## TEXT PASSAGE
*****

Thursday, November 10, 2011

Film Review: Melancholia (2011)


Melancholia is amazingly beautiful in look and uncomfortably deep in tone and allegory. It's a visual spectacle and proves to be my favorite Lars von Trier film to date. However...is the film engaging?

If you 've seen his last film, Antichrist, then you'll know that von Trier is a film maker that lives in a world of allegorical cinematography. He spends most of his films telling his stories through visual stimulation and glorious camera work. Personally, I didn't enjoy Antichrist. Though visually striking, I felt that film to be a conceptual bore. Perhaps it was just my expectations going into that film that ruined the initial experience for me as I heard so many strong things about it. I may revisit that film down the road under a more refined appreciation for von Trier's work due to my admiration of Melancholia. I doubt it...but, you never know.

If Antichrist was von Trier's attempt at horror (hah!)...then, this film is his Sci-Fi offering. I realize that Melancholia isn't the usual type of film we review here at Film Deviant but, while we do try our hardest to deviate from the norm we also know a special film when we see one. Melancholia is a special film. It won't really "change everything" as the tag line suggests, but it will make you feel something...and most films don't do that anymore. Especially films having to do with the end of days...like this one does.


Melancholia opens with a series of dream-like sequences that preface what we are in store for at our eventual end. It all seems so confusingly beautiful at first until you realize that you are about to watch a story regarding the end of the world. Then, it turns from beautiful to tragic in an eye blink. We are then swooped down to the first part of this film entitled "Justine". An introduction to our main character named Justine, oddly enough, who is on her way to her wedding with her soon to be husband played unexceptionally by Alexander SkarsgĂ„rd. Justine is played by the frustrating Kirsten Dunst. I say frustrating because ever since I first saw her in Interview With a Vampire I always thought she would blossom into a really great actress...only to be disappointed by her many roles and performances. She turned from inspired to annoying quickly in the Spiderman movies and never seemed to find her groove.

*****

## RECORDED DATA
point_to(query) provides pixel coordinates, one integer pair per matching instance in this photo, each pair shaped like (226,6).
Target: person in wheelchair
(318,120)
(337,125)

*****

## STATED EXERCISE A
Print the part of the Melancholia review from "Melancholia is amazingly" to "the film engaging?".
## STATED EXERCISE B
Answer these questions using the Melancholia review:
(i) Which earlier von Trier film did the reviewer not enjoy?
(ii) What is the first part of Melancholia titled?
(iii) In which film did the reviewer first see Kirsten Dunst?
Work only from the Melancholia review, not the listing.

## FULL ANSWER A
Melancholia is amazingly beautiful in look and uncomfortably deep in tone and allegory. It's a visual spectacle and proves to be my favorite Lars von Trier film to date. However...is the film engaging?

## FULL ANSWER B
(i) Antichrist
(ii) "Justine"
(iii) Interview With a Vampire